> Task details
Repeat exactly the lines of the listing from the line containing "of the hairy" through its last line, and nothing beyond them.

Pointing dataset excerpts
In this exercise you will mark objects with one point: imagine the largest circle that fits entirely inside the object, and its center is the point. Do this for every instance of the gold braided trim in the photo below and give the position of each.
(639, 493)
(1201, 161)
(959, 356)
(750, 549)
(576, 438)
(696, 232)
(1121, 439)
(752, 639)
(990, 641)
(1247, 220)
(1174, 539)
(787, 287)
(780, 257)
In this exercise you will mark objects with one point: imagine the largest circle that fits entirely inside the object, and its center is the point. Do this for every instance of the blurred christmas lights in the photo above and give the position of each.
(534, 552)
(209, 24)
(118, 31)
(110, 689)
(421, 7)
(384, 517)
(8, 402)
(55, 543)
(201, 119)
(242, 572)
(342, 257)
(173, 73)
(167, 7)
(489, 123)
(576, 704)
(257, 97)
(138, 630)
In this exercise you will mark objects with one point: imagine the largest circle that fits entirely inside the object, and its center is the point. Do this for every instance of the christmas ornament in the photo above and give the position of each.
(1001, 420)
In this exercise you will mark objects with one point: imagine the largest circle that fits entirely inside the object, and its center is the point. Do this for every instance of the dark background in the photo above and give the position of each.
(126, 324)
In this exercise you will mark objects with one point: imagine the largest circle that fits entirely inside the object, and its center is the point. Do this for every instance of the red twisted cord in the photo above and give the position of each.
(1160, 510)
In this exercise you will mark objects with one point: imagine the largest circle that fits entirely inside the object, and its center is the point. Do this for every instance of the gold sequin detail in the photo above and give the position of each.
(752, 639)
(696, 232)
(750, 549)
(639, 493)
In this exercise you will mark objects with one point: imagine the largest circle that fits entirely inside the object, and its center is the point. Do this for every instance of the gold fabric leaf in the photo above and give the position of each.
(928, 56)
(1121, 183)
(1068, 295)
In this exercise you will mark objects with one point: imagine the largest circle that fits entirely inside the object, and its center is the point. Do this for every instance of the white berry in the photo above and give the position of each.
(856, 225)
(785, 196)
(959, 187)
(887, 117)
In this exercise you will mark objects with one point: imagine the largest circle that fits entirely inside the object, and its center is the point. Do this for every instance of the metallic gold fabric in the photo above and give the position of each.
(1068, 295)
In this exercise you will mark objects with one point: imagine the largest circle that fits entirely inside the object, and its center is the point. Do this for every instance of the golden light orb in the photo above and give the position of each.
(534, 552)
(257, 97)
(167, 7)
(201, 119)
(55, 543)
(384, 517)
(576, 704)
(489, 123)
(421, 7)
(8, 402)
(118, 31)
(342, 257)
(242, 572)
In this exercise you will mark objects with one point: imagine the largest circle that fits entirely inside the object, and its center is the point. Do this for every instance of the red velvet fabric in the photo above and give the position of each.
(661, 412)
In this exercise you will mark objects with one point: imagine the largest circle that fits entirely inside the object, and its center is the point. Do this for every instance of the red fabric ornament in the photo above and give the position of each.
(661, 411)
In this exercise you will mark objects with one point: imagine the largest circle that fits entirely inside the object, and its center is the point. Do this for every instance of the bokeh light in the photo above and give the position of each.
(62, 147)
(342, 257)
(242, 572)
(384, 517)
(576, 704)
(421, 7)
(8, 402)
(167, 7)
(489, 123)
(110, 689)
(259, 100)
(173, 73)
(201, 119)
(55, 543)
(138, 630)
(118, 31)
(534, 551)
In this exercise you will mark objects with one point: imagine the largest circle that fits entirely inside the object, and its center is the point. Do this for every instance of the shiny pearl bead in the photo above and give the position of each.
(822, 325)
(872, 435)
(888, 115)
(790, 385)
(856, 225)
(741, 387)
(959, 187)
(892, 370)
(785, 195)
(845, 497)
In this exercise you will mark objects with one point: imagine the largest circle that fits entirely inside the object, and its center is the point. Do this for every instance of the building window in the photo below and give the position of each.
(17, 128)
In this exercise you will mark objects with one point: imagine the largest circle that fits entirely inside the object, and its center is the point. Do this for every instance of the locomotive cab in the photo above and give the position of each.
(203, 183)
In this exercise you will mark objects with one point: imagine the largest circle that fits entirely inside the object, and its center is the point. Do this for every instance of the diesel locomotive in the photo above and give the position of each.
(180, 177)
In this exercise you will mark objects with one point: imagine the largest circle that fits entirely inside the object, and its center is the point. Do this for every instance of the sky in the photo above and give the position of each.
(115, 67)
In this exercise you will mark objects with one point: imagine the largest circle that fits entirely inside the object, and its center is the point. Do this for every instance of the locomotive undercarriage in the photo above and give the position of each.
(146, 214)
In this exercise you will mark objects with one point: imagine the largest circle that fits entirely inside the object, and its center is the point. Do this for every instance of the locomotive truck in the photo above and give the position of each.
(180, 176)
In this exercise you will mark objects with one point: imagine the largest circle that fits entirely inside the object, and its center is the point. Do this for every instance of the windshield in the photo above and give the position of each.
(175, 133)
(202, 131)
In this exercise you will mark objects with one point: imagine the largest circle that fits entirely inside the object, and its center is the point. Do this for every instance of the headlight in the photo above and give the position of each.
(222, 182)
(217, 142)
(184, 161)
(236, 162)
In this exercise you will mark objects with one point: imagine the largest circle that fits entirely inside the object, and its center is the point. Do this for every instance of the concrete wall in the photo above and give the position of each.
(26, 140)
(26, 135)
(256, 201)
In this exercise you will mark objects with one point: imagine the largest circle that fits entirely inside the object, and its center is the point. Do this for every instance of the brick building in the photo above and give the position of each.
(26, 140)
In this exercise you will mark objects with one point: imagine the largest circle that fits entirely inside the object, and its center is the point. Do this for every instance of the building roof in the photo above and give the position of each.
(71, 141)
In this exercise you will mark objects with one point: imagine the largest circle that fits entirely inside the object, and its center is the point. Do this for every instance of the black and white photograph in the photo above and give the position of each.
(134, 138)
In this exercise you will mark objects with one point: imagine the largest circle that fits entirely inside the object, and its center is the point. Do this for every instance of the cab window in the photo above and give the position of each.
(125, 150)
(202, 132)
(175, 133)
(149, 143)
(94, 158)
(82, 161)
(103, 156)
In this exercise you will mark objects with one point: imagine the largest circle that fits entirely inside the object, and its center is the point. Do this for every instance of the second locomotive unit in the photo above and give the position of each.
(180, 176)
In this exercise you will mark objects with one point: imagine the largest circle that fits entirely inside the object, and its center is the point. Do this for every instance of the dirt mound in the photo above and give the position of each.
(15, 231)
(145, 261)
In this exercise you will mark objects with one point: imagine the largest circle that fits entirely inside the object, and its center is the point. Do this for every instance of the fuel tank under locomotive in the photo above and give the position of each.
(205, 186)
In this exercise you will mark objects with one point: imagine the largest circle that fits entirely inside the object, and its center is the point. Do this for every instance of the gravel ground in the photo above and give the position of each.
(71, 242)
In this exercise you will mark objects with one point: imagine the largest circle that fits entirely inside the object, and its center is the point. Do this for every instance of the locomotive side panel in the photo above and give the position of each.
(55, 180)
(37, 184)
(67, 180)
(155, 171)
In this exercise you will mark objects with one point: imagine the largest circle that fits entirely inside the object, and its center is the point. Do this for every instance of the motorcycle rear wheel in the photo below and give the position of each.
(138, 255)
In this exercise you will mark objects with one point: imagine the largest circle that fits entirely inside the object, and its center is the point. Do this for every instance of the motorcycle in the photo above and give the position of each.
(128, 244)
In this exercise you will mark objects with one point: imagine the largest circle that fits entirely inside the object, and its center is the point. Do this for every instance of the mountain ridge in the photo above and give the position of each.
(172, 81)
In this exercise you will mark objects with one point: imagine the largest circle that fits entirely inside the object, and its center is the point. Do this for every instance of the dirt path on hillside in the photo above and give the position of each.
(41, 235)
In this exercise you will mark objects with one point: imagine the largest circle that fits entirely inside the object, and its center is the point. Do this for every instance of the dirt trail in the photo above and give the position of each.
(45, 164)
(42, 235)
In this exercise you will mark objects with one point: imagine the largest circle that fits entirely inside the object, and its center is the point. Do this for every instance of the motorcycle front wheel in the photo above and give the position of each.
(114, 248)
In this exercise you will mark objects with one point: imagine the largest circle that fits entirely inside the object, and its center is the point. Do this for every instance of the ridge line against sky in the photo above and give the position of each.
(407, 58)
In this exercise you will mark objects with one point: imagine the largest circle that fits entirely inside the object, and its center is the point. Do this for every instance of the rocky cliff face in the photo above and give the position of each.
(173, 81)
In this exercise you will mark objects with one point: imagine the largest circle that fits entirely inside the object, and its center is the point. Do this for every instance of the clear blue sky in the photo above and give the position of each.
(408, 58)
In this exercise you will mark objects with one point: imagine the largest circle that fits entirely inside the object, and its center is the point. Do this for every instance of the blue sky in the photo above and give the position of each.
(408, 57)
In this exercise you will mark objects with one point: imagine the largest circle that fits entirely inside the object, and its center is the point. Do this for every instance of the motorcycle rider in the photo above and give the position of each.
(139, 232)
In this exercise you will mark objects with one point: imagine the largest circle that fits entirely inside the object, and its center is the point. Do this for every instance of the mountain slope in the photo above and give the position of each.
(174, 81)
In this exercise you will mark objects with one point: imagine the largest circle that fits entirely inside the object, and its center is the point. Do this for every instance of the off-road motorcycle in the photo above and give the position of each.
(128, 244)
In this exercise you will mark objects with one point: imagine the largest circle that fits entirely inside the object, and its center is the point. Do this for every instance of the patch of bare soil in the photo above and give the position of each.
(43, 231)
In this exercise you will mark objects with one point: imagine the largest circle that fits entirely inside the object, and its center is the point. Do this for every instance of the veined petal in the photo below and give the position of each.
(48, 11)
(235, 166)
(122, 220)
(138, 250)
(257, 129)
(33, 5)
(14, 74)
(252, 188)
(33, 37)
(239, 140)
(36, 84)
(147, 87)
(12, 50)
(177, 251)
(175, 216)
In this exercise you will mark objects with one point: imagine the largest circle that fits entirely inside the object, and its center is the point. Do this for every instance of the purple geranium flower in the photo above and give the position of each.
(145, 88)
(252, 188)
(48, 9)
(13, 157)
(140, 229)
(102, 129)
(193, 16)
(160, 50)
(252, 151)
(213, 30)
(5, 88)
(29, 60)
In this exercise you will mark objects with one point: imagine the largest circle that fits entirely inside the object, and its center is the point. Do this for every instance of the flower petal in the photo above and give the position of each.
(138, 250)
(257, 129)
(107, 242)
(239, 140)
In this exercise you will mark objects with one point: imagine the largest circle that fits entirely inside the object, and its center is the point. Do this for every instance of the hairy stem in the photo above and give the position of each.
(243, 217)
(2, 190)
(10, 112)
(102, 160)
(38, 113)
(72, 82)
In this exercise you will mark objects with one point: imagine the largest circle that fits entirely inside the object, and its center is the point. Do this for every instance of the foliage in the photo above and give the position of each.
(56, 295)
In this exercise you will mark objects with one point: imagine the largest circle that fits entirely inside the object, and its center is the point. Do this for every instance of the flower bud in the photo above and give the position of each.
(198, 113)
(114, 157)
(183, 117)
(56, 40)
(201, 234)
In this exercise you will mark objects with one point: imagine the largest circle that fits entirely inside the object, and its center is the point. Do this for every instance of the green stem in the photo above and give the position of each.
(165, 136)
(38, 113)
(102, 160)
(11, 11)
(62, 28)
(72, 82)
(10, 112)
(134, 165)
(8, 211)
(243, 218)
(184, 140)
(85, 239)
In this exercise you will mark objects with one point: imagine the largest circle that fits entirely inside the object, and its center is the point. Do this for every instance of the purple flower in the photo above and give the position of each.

> Answer in full
In this exercise you will mark objects with one point: imagine the largest circle that fits entirely inside the object, and its center is the point. Do this for every instance of the hairy stem in the photo above and give the position of each.
(243, 217)
(2, 190)
(10, 112)
(102, 160)
(38, 113)
(72, 82)
In this exercise you will mark objects with one point: imagine the largest circle that fits entirely inside the object, and its center is the point. Do this for every instance of the foliage in the photo above and give the position of each.
(56, 295)
In this exercise you will mark objects with one point: imagine the largest circle that fits entirely inside the object, and its center is the point. Do this for every instance of the flower bud in the photo above and give the position of each.
(198, 113)
(114, 157)
(183, 117)
(56, 40)
(201, 234)
In this exercise you will mark objects with one point: imagine the largest circle that fits entirely inside the object, and its center is the point. Do this for every instance of the green stem in the photo above and give the position of each.
(165, 136)
(38, 113)
(102, 160)
(11, 11)
(62, 28)
(72, 82)
(10, 112)
(134, 165)
(8, 211)
(243, 218)
(184, 140)
(85, 239)
In this exercise you will mark objects with one point: imagine the largest circle that fits entirely inside the object, and its center is the point. Do this for every instance of the purple flower in the photo above and give the position of each.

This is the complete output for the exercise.